(Saved data entries)
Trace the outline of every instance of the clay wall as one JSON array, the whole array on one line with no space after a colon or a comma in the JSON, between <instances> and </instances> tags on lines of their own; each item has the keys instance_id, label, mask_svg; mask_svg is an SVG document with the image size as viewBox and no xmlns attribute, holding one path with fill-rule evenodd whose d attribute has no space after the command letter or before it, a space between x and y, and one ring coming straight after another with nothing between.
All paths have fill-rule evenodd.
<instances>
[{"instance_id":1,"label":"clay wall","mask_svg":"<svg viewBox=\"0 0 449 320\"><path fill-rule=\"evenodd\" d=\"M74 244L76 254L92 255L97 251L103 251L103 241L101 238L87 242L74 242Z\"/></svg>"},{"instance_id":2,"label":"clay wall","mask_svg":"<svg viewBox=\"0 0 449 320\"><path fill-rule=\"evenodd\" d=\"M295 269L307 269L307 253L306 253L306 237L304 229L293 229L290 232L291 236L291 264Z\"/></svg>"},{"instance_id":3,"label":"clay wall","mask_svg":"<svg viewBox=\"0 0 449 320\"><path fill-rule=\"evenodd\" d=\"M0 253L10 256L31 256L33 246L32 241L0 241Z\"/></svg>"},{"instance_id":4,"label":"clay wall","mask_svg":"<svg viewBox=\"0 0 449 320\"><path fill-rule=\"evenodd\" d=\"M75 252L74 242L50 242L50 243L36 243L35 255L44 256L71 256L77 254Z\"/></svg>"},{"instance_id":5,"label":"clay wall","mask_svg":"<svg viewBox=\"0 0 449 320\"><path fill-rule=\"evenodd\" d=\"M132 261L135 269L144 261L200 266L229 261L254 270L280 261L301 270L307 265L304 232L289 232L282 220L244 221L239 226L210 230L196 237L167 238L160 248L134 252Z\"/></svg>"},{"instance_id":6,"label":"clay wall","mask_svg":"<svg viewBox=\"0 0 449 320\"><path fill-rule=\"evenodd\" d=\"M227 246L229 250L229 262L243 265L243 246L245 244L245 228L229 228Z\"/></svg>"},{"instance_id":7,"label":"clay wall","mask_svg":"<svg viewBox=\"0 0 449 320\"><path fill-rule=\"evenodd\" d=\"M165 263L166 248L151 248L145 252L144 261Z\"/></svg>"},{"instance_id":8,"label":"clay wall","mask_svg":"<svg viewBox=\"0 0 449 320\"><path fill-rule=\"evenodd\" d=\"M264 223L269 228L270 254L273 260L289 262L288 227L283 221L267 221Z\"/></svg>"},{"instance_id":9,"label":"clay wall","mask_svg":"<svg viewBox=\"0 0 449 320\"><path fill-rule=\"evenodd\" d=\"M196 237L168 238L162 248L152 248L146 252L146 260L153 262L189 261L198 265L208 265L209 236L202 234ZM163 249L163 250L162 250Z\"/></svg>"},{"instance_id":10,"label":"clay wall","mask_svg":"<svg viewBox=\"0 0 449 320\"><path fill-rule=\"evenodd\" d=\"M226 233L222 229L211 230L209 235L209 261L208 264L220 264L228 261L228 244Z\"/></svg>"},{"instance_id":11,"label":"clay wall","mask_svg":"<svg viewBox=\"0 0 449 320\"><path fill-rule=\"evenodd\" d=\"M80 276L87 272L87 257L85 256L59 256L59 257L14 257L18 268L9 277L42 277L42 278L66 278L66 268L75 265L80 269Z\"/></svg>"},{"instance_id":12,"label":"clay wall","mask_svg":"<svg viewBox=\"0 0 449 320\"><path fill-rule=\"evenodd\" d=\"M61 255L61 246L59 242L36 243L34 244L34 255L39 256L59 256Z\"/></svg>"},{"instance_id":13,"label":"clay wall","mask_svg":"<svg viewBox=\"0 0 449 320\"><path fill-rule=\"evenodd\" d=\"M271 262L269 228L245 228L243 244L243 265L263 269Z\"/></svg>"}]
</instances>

**Task**
Every record above should be output exactly.

**Result for this task**
Trace the outline of every instance of the clay wall as one JSON array, the whole array on one line with no space after a colon or a comma in the JSON, between <instances> and </instances> tags on lines of their own; each item has the keys instance_id, label, mask_svg; mask_svg is an SVG document with the image size as viewBox and no xmlns attribute, holding one path with fill-rule evenodd whose d attribute has no space after the command letter or before it, a space between x and y, and one ring coming straight after another with nothing between.
All paths have fill-rule evenodd.
<instances>
[{"instance_id":1,"label":"clay wall","mask_svg":"<svg viewBox=\"0 0 449 320\"><path fill-rule=\"evenodd\" d=\"M74 244L76 254L92 255L97 251L103 251L103 241L101 238L87 242L74 242Z\"/></svg>"},{"instance_id":2,"label":"clay wall","mask_svg":"<svg viewBox=\"0 0 449 320\"><path fill-rule=\"evenodd\" d=\"M295 269L307 269L307 253L306 253L306 237L304 229L293 229L290 232L291 236L291 264Z\"/></svg>"},{"instance_id":3,"label":"clay wall","mask_svg":"<svg viewBox=\"0 0 449 320\"><path fill-rule=\"evenodd\" d=\"M0 253L10 256L31 256L33 246L32 241L0 241Z\"/></svg>"},{"instance_id":4,"label":"clay wall","mask_svg":"<svg viewBox=\"0 0 449 320\"><path fill-rule=\"evenodd\" d=\"M75 252L74 242L50 242L50 243L36 243L35 255L44 256L71 256L77 254Z\"/></svg>"},{"instance_id":5,"label":"clay wall","mask_svg":"<svg viewBox=\"0 0 449 320\"><path fill-rule=\"evenodd\" d=\"M132 261L135 269L144 261L200 266L229 261L254 270L280 261L301 270L307 265L304 232L289 232L282 220L244 221L239 226L210 230L196 237L167 238L160 248L134 252Z\"/></svg>"},{"instance_id":6,"label":"clay wall","mask_svg":"<svg viewBox=\"0 0 449 320\"><path fill-rule=\"evenodd\" d=\"M227 246L229 250L229 262L243 265L243 246L245 244L245 228L229 228Z\"/></svg>"},{"instance_id":7,"label":"clay wall","mask_svg":"<svg viewBox=\"0 0 449 320\"><path fill-rule=\"evenodd\" d=\"M165 263L166 248L151 248L145 252L144 261Z\"/></svg>"},{"instance_id":8,"label":"clay wall","mask_svg":"<svg viewBox=\"0 0 449 320\"><path fill-rule=\"evenodd\" d=\"M264 223L269 228L270 254L273 260L289 262L288 227L283 221L267 221Z\"/></svg>"},{"instance_id":9,"label":"clay wall","mask_svg":"<svg viewBox=\"0 0 449 320\"><path fill-rule=\"evenodd\" d=\"M196 237L168 238L162 248L152 248L146 252L146 260L153 262L189 261L198 265L208 265L209 236L202 234ZM163 249L163 250L162 250Z\"/></svg>"},{"instance_id":10,"label":"clay wall","mask_svg":"<svg viewBox=\"0 0 449 320\"><path fill-rule=\"evenodd\" d=\"M226 233L222 229L211 230L209 235L209 261L208 264L220 264L228 261L228 244Z\"/></svg>"},{"instance_id":11,"label":"clay wall","mask_svg":"<svg viewBox=\"0 0 449 320\"><path fill-rule=\"evenodd\" d=\"M80 276L87 272L87 257L85 256L59 256L59 257L14 257L18 268L9 277L42 277L42 278L66 278L66 268L75 265L80 269Z\"/></svg>"},{"instance_id":12,"label":"clay wall","mask_svg":"<svg viewBox=\"0 0 449 320\"><path fill-rule=\"evenodd\" d=\"M61 255L61 246L59 242L36 243L34 244L34 255L39 256L59 256Z\"/></svg>"},{"instance_id":13,"label":"clay wall","mask_svg":"<svg viewBox=\"0 0 449 320\"><path fill-rule=\"evenodd\" d=\"M271 262L269 228L245 228L243 244L243 265L263 269Z\"/></svg>"}]
</instances>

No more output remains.